* **PROBLEM STATEMENT**
Copy the passage on ESL 1 grammar word for word, from start to finish.

* **DOCUMENT PASSAGE**
ESL 1: An introductory English as a Second Language course that helps students build foundational skills in listening, speaking, reading, writing, and grammar.

Grammar: The system of rules that helps words work together in sentences, including verb tense, word order, plurals, articles, and sentence structure.

Why grammar feels especially hard in high school ESL 1

If you are wondering where ESL 1 students struggle with grammar, it often helps to start with the demands of the course itself. High school ESL 1 is not just about memorizing rules. Your teen is learning how English works while also trying to read class texts, follow teacher directions, participate in discussions, and complete writing assignments that may be graded for both content and accuracy.

That combination can feel heavy. Many students in ESL 1 have strong ideas and background knowledge, but they are still developing the language structures needed to express those ideas clearly in English. A teen may understand a science concept, a history topic, or a personal narrative prompt, yet still write sentences like “Yesterday I go store” or “She have two brother.” Those errors are common in beginning English development because students are managing vocabulary, grammar, and meaning all at once.

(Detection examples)
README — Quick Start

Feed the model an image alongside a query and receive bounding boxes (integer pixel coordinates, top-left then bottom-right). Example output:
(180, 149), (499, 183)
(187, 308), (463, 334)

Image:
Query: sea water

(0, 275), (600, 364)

* **TASK OUTPUT**
ESL 1: An introductory English as a Second Language course that helps students build foundational skills in listening, speaking, reading, writing, and grammar.

Grammar: The system of rules that helps words work together in sentences, including verb tense, word order, plurals, articles, and sentence structure.

Why grammar feels especially hard in high school ESL 1

If you are wondering where ESL 1 students struggle with grammar, it often helps to start with the demands of the course itself. High school ESL 1 is not just about memorizing rules. Your teen is learning how English works while also trying to read class texts, follow teacher directions, participate in discussions, and complete writing assignments that may be graded for both content and accuracy.

That combination can feel heavy. Many students in ESL 1 have strong ideas and background knowledge, but they are still developing the language structures needed to express those ideas clearly in English. A teen may understand a science concept, a history topic, or a personal narrative prompt, yet still write sentences like “Yesterday I go store” or “She have two brother.” Those errors are common in beginning English development because students are managing vocabulary, grammar, and meaning all at once.